Task statement - Pull out every line in the listing below that contains the string "Query". Case counts.

(Location labeling records)
** begin **
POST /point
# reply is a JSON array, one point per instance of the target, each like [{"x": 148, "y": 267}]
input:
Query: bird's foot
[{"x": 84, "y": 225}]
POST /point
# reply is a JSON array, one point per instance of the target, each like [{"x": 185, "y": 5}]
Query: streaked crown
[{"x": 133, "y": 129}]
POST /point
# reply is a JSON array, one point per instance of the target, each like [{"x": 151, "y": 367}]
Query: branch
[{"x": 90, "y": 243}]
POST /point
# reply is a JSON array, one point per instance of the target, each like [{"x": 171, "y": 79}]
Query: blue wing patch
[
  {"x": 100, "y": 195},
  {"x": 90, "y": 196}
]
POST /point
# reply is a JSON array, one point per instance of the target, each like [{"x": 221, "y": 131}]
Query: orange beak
** end **
Answer below -
Query: bird's foot
Query: streaked crown
Query: branch
Query: blue wing patch
Query: orange beak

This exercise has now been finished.